WRITTEN EXERCISE »
Swap "pretty-printed" for "indented" wherever it appears in the rows below. Give every row back with nothing else changed.

-*-*-

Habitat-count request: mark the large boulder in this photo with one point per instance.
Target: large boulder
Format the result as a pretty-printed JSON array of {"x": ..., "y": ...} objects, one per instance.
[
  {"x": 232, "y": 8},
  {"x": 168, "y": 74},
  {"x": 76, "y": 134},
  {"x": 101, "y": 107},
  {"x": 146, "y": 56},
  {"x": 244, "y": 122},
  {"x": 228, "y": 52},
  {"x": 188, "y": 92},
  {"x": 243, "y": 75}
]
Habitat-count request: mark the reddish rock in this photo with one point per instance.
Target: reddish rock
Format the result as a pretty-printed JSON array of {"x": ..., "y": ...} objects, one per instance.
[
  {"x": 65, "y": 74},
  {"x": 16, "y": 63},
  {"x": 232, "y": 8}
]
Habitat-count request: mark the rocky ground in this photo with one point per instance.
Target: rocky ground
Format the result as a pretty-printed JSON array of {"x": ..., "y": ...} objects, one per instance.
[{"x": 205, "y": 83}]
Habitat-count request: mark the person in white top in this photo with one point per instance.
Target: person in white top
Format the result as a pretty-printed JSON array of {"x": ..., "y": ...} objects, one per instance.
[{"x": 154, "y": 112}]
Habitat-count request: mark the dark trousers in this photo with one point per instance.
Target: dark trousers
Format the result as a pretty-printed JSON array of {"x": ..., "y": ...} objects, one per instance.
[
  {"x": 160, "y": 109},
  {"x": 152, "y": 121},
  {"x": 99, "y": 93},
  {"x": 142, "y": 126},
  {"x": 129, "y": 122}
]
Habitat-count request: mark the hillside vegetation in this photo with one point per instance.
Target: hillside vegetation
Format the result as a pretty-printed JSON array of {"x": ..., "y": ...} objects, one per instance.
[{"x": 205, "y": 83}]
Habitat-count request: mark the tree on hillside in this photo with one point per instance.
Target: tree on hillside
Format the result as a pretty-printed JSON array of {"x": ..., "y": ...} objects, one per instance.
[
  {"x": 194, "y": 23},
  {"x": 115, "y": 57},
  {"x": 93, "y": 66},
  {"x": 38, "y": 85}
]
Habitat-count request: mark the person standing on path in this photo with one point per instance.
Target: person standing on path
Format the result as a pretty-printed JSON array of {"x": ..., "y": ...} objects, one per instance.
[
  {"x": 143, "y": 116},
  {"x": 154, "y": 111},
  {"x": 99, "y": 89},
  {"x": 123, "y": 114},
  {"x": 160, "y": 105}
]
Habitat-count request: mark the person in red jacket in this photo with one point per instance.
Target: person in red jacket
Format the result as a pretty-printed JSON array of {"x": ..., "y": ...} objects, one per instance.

-*-*-

FINAL RESULT »
Habitat-count request: mark the large boulder in this photo with one point per instance.
Target: large boulder
Format the result as a indented JSON array of {"x": ..., "y": ...} objects, one per instance.
[
  {"x": 232, "y": 8},
  {"x": 168, "y": 74},
  {"x": 76, "y": 134},
  {"x": 101, "y": 107},
  {"x": 146, "y": 56},
  {"x": 244, "y": 122},
  {"x": 228, "y": 52},
  {"x": 188, "y": 92},
  {"x": 243, "y": 75}
]
Habitat-count request: mark the reddish rock in this photo with one point per instance.
Target: reddish rock
Format the result as a indented JSON array of {"x": ..., "y": ...} objects, one per instance.
[
  {"x": 65, "y": 74},
  {"x": 16, "y": 63},
  {"x": 232, "y": 8}
]
Habitat-count request: mark the rocky ground in this photo with one point per instance.
Target: rocky ground
Format the result as a indented JSON array of {"x": ..., "y": ...} objects, one per instance.
[{"x": 205, "y": 83}]
Habitat-count request: mark the person in white top in this photo with one point per instance.
Target: person in white top
Format the result as a indented JSON array of {"x": ..., "y": ...} objects, one per instance.
[{"x": 154, "y": 112}]
Habitat-count request: mark the dark trousers in this photo with one point per instance.
Target: dark trousers
Format the result as a indented JSON array of {"x": ..., "y": ...} objects, one per instance.
[
  {"x": 160, "y": 109},
  {"x": 152, "y": 121},
  {"x": 99, "y": 93},
  {"x": 142, "y": 126},
  {"x": 129, "y": 122}
]
Habitat-count request: mark the hillside vegetation in this photo with one point per instance.
Target: hillside vegetation
Format the result as a indented JSON array of {"x": ..., "y": ...} objects, one per instance.
[{"x": 205, "y": 83}]
Habitat-count request: mark the tree on hillside in this photo with one point per instance.
Target: tree on hillside
Format the result as a indented JSON array of {"x": ..., "y": ...} objects, one per instance.
[
  {"x": 194, "y": 23},
  {"x": 115, "y": 57},
  {"x": 93, "y": 66},
  {"x": 38, "y": 85}
]
Habitat-count request: mark the person standing on path in this photo with one point per instance.
Target: person standing on path
Format the result as a indented JSON array of {"x": ..., "y": ...} objects, one per instance.
[
  {"x": 143, "y": 116},
  {"x": 154, "y": 111},
  {"x": 99, "y": 89},
  {"x": 123, "y": 114},
  {"x": 160, "y": 105}
]
Habitat-count request: mark the person in red jacket in this photo with one point per instance.
Target: person in red jacket
Format the result as a indented JSON array of {"x": ..., "y": ...} objects, one per instance.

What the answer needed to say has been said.